== Data shown ==

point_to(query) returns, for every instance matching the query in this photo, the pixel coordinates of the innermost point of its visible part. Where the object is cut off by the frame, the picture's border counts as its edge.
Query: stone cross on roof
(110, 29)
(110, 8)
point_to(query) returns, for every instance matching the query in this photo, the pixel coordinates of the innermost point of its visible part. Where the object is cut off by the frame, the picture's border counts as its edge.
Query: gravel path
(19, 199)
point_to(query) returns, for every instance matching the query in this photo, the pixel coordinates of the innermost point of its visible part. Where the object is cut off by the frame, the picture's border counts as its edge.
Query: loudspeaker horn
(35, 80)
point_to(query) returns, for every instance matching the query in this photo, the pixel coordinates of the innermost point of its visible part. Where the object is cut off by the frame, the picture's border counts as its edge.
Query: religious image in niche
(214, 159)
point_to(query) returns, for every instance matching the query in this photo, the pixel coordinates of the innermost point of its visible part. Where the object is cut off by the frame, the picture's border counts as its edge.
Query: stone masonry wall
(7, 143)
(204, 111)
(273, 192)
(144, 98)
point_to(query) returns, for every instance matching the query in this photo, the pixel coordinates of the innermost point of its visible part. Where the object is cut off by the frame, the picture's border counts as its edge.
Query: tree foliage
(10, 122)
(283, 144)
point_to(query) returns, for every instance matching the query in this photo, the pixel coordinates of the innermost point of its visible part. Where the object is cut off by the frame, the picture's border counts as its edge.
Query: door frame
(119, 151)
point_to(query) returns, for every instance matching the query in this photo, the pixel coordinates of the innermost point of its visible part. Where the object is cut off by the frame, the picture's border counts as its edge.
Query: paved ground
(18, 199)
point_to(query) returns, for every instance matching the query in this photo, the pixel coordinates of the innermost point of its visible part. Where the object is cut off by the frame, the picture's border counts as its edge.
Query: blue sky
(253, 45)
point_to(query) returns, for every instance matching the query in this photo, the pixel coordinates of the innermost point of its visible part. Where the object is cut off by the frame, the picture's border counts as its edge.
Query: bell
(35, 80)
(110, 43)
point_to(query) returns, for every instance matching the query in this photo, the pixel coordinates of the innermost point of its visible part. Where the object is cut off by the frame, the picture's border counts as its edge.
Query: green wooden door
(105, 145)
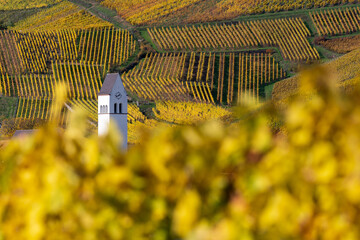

===

• Work to complete:
Exact copy, no pictures: return the entries word for word.

• Solution to this problem:
point_to(query) returns, for every instance matching the query in this photo, the pixel coordinates of the innermost point of its visible part. Where the object is cut off by the frame, the picture's border counts as its edge.
Query: stone cross on roof
(110, 29)
(110, 8)
point_to(query) returns, for every instance matching the query in this photo, the pixel coordinates of the innermost point of its visible part. Where the object is cut off by the frame, the picture's border counts as its edge.
Query: gravel path
(19, 199)
point_to(query) returns, for every instance matching the query in this photo, the pixel coordinates of the innermost point of its visible part. Where the object is cut off by the frame, the picture's border counts as its edge.
Query: loudspeaker horn
(35, 80)
point_to(query) returns, for every instance matching the query in this photo, the pixel coordinates of the innermost point of its visible part. Where the object is cut off by the frame, the picture's border counts as its edge.
Query: religious image in niche
(214, 159)
point_to(query) returns, for every instance matching the query in this photo, the pixel coordinates of the innermost point of its visible part. Where the object is cut off by the frame, the picture's border counts as its edge.
Query: stone masonry wall
(7, 143)
(204, 111)
(273, 192)
(144, 98)
point_to(query) returns, for every instance matching the query in this photo, the pixel coordinates of the innermost point of its visible part. Where the object is cut off by the frame, the picture's border counts as its edge.
Query: tree foliage
(10, 122)
(283, 144)
point_to(query) returns, for every instance matching the query in this photo, the pixel coordinates of the innermost point of its visible part. Where the object is cut off by the frame, the picture's border counts as its edge.
Query: door frame
(119, 151)
point_to(query) returns, for every instance matching the query in this photo, the pixel coordinates of the innermost point of its visible part. Where the object is cut off by the frame, the picture's border counts as its edge.
Query: paved ground
(18, 199)
point_to(query) returns, for every instance matching the query in this photo, the pixel coordinates of the innermost point of its visible part. Where the object is cut off by the frame, the picture's border counts as its edge.
Query: blue sky
(253, 45)
point_to(query) returns, for every instance matching the query in this photo, the pixel coordinates of the innermost point of its visible part. Where the object is cut off by the frame, the picture's border counts as its edge.
Query: bell
(35, 80)
(110, 43)
point_to(query) returns, for every instance matching the query in this photo, the pixel coordinates of the innermost point of its visible part. Where the object is cut off by the frame, the picture's border counts as its edge.
Query: green wooden door
(105, 145)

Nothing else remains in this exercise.